## STUDY TEXT
Segment Open
In a written statement on Friday, Provincial Health Officer Dr. Bonnie Henry said that broken down by health region, this equates to 4,319 cases of COVID-19 in the Vancouver Coastal Health region, 6,864 in the Fraser Health region, 250 in the Island Health region, 662 in the Interior Health region, 371 in the Northern Health region, and 88 cases of people who reside outside of Canada.

There are 2,009 active cases of COVID-19 in the province, and 4,637 people who are under active public health monitoring as a result of identified exposure to known cases.

Currently, 75 individuals are hospitalized with COVID-19, 24 of whom are in intensive care. The remaining people with COVID-19 are recovering at home in self-isolation.

There have been two new healthcare facility outbreaks at Laurel Place and Fair Haven Homes Burnaby Lodge. The outbreaks at PICS Assisted Living, Good Samaritan Delta View Care Centre, Chartwell Carrington House Retirement Residence, and Thornebridge Gardens Retirement Residence have been declared over. In total, 16 long-term care or assisted-living facilities and two acute-care facilities have active outbreaks.
Segment Closed
## WHAT THIS EXERCISE ASKS
(a) According to the COVID-19 update, how many people with COVID-19 are in intensive care?
(b) Say whether each statement agrees with the COVID-19 update. Answer yes or no and quote the words that decide it.
(i) The Island Health region has 250 cases of COVID-19.
(ii) The outbreak at Laurel Place has been declared over.
(iii) Three acute-care facilities have active outbreaks.
(c) Continue the COVID-19 update from the point where it ends.

## DATA FOR REVIEW
Segment Open
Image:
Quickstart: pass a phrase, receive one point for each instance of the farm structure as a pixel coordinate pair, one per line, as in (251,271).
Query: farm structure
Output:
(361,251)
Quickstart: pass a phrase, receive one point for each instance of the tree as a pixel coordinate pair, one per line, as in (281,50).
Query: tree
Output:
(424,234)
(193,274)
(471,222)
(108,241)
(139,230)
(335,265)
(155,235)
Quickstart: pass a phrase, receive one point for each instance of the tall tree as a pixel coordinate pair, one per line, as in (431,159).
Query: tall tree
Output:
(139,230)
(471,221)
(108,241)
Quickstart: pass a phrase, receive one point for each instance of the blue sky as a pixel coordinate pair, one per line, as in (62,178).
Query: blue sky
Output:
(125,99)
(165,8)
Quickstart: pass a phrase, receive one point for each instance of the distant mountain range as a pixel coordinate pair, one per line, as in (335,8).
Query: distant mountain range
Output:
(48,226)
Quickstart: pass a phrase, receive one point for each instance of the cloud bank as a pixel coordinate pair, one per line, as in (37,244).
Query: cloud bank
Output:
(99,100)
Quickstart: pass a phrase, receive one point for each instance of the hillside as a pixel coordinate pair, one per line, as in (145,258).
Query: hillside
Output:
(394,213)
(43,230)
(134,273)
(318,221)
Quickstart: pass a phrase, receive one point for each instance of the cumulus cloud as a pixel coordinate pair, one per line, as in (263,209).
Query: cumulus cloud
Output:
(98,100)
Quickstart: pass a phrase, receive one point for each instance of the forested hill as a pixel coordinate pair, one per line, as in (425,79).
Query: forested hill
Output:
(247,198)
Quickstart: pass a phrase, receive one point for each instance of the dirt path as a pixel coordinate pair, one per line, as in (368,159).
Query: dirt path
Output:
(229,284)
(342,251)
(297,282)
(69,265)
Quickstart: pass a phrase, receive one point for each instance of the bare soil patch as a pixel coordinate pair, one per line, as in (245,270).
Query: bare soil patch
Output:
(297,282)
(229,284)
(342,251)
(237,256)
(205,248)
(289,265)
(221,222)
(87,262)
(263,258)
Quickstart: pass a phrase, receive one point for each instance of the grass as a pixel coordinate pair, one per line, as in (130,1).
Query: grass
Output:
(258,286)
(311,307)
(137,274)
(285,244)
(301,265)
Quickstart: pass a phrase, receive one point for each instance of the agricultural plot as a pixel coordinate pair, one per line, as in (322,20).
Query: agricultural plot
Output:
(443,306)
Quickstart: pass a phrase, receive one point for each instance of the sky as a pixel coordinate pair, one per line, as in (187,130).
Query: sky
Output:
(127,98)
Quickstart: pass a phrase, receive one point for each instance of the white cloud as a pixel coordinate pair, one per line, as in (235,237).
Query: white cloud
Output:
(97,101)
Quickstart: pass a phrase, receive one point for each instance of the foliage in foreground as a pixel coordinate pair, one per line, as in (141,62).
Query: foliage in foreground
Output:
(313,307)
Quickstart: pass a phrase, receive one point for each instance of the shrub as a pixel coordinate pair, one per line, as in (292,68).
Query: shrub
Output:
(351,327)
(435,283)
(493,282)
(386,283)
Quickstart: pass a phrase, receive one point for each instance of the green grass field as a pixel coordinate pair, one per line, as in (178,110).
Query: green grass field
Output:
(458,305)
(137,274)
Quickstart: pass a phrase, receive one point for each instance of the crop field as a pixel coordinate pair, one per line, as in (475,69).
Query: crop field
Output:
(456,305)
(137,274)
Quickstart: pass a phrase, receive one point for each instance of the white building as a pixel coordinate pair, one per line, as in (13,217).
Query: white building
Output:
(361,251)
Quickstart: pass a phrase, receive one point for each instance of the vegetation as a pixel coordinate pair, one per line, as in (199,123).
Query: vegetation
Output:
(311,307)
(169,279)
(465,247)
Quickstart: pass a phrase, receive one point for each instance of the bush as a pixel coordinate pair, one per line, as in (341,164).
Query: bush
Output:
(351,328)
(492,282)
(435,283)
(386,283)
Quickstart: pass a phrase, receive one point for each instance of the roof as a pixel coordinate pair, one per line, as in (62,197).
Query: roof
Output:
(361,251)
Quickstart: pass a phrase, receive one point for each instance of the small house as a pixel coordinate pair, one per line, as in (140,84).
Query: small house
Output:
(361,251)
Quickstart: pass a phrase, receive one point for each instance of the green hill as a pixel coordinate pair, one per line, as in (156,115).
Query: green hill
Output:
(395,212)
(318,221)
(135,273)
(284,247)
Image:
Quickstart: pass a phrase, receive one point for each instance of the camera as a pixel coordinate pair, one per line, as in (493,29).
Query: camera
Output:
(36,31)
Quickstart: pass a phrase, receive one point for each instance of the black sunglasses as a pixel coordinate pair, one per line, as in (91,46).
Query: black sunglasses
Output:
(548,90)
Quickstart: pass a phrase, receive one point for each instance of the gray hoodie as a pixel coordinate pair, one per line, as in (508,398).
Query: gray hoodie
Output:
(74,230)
Segment Closed
## ANSWER SET
(a) 24

(b)
(i) Yes: "250 in the Island Health region"
(ii) No: "There have been two new healthcare facility outbreaks at Laurel Place and Fair Haven Homes Burnaby Lodge."
(iii) No: "two acute-care facilities have active outbreaks"

(c)
There have been two new community outbreaks at Coast Spas Manufacturing and Pace Processing. There also continue to be exposure events around the province. Public alerts and notifications are posted on the BC Centre for Disease Control’s (BCCDC) website and on all health authorities’ websites.

There have been no new COVID-19-related deaths, for a total of 256 deaths in British Columbia.

A total of 10,247 people who tested positive have recovered.